AIM OF THE TASK
Would you please set down the lines of the data from the one containing "Query: eyebrow" to the final line, exactly and only those?
******************************
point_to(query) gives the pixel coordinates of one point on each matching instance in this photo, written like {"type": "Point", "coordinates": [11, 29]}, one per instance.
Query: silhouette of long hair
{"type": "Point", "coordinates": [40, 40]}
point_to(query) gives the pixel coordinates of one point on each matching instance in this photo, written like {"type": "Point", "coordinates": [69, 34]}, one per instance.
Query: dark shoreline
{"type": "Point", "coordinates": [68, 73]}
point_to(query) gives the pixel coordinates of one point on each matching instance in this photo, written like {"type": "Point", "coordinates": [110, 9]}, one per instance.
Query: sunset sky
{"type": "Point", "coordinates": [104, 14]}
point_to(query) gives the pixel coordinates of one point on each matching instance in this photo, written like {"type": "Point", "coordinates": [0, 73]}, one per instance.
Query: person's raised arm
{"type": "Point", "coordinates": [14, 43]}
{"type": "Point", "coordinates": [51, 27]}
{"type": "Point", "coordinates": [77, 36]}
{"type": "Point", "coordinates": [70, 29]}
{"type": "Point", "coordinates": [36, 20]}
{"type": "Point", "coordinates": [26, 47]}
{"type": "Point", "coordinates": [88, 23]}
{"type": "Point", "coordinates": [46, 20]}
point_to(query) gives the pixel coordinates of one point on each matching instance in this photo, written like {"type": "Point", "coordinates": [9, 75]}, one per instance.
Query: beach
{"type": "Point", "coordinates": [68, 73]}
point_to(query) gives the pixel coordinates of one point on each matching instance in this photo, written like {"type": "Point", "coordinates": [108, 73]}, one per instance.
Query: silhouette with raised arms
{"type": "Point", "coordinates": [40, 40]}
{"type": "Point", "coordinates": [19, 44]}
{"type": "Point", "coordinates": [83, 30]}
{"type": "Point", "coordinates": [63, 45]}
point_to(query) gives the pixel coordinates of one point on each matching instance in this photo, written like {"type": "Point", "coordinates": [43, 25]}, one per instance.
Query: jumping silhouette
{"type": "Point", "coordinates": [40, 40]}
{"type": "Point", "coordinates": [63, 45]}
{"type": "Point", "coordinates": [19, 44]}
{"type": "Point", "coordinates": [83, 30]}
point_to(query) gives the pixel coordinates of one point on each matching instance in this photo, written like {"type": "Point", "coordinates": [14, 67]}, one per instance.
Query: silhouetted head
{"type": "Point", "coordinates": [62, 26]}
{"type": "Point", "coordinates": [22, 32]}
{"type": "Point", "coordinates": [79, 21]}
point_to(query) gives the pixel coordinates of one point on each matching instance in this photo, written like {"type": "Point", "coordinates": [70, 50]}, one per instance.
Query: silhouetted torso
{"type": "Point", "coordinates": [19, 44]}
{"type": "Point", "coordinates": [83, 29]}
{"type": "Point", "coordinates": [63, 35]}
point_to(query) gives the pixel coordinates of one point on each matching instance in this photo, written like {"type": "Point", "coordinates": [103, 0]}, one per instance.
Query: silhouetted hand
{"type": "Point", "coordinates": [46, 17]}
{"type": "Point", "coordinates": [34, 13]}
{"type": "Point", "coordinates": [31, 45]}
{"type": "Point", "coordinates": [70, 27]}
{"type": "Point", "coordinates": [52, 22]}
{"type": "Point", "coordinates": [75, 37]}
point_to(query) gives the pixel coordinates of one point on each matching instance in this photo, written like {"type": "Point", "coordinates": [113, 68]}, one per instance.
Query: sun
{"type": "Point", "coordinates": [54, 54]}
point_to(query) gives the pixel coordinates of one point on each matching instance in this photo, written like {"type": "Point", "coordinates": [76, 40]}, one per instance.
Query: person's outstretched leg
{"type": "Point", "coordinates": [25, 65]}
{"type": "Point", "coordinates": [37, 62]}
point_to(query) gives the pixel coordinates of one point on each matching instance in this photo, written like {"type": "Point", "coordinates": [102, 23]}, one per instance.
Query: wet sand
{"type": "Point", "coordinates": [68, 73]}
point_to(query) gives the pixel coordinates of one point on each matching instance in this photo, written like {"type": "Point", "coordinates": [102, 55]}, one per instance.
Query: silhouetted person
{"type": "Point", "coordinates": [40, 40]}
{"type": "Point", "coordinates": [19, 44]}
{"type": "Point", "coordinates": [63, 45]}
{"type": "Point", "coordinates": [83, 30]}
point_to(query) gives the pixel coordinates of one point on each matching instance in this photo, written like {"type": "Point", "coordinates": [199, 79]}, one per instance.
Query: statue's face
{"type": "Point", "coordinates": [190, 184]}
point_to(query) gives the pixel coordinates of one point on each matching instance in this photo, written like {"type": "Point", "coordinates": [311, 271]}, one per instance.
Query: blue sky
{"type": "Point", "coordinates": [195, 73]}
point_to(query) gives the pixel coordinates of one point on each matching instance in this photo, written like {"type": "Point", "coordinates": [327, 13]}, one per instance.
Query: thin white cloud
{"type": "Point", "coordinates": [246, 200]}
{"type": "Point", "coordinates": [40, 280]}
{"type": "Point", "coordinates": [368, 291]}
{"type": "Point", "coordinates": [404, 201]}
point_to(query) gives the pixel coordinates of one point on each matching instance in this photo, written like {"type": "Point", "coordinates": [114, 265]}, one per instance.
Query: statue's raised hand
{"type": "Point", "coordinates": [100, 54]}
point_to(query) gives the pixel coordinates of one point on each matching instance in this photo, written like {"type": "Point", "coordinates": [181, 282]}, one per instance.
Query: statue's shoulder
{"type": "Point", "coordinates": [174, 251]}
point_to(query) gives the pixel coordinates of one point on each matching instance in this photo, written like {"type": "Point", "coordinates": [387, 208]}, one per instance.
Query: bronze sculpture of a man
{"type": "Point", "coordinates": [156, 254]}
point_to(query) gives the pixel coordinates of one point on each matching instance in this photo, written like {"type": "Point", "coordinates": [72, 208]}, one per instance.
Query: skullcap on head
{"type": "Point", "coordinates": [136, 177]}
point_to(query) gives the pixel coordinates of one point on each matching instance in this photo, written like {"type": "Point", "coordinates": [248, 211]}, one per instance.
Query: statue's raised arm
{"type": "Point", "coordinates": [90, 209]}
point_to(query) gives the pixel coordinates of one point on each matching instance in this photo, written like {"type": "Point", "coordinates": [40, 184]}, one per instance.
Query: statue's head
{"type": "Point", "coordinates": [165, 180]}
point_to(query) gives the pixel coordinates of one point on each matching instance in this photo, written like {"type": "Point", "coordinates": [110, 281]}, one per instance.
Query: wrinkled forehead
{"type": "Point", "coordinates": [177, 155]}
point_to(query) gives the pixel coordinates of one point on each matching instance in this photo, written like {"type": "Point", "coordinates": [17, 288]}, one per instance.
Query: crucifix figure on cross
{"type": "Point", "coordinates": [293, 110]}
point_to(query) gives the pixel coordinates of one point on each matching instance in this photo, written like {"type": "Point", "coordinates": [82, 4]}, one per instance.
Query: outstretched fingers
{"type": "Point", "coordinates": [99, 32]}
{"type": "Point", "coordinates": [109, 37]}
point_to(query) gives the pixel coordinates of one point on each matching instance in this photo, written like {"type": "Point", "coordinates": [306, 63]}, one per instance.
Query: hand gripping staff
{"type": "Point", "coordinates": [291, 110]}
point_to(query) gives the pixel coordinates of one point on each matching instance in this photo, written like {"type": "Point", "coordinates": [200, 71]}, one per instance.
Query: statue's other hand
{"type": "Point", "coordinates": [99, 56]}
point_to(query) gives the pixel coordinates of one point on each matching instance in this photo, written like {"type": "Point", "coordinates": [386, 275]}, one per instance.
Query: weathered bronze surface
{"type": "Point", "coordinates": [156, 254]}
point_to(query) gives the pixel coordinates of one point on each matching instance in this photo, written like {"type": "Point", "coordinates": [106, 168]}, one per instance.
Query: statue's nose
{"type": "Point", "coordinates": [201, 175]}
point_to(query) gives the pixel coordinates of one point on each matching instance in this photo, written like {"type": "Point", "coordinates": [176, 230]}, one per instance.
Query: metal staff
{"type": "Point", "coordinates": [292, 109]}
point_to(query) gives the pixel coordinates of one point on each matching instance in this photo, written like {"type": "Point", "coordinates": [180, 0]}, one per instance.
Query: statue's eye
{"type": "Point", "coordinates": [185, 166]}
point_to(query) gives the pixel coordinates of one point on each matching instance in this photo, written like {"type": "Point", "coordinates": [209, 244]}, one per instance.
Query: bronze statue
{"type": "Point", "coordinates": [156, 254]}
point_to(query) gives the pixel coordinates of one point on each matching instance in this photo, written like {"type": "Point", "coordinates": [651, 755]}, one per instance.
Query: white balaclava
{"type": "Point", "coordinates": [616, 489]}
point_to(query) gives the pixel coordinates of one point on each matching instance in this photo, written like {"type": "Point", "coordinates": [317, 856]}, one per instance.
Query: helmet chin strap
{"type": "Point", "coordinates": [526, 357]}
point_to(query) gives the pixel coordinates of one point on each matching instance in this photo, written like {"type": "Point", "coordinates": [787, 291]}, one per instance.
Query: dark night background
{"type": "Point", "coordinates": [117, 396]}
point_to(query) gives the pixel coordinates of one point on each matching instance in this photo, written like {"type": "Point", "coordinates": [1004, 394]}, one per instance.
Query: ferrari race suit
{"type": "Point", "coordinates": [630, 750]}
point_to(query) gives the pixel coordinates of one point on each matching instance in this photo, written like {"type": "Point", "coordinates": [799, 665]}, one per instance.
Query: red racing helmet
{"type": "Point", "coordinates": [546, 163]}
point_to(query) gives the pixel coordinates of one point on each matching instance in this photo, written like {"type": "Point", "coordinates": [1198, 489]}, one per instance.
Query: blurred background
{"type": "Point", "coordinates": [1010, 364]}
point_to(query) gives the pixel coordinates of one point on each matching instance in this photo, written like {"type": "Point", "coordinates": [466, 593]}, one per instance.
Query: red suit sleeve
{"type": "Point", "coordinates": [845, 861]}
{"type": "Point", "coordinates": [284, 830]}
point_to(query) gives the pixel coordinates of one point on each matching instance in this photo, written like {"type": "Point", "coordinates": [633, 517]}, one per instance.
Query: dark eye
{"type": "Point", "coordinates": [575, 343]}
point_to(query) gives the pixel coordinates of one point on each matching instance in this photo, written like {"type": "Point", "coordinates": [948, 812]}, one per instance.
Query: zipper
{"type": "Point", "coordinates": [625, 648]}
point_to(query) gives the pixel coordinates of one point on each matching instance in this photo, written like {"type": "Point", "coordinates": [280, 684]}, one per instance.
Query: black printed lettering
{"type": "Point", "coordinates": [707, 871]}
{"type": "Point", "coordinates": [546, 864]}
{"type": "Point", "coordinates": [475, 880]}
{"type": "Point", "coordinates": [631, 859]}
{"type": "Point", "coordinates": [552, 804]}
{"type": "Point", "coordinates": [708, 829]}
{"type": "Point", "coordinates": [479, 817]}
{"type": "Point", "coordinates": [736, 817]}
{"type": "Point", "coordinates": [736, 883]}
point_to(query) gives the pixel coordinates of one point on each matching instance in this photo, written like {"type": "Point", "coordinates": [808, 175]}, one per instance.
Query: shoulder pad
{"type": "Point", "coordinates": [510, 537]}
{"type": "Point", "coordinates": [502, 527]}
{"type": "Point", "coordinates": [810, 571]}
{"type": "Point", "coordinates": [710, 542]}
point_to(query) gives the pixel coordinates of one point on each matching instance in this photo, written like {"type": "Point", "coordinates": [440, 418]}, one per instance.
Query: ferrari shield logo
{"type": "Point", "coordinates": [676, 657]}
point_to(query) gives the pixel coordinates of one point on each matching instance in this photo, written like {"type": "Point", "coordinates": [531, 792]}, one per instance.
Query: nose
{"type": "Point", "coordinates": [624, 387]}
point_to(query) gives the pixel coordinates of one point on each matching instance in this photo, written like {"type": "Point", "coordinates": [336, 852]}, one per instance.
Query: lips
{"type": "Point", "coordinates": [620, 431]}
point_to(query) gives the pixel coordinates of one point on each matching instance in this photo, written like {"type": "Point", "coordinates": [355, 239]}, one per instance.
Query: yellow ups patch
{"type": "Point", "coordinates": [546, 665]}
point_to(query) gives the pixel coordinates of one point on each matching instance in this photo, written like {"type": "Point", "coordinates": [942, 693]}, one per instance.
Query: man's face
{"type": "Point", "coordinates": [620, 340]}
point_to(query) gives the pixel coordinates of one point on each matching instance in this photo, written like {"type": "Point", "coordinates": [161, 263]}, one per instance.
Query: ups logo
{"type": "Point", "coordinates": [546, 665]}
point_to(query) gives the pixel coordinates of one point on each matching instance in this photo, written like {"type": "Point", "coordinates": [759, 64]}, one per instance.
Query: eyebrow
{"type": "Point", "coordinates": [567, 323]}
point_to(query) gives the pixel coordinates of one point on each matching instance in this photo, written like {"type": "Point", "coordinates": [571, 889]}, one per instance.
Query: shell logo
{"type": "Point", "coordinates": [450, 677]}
******************************
THE ANSWER
Query: eyebrow
{"type": "Point", "coordinates": [567, 323]}
point_to(query) gives the pixel coordinates of one point on each matching instance in this photo, written like {"type": "Point", "coordinates": [571, 889]}, one per instance.
Query: shell logo
{"type": "Point", "coordinates": [450, 677]}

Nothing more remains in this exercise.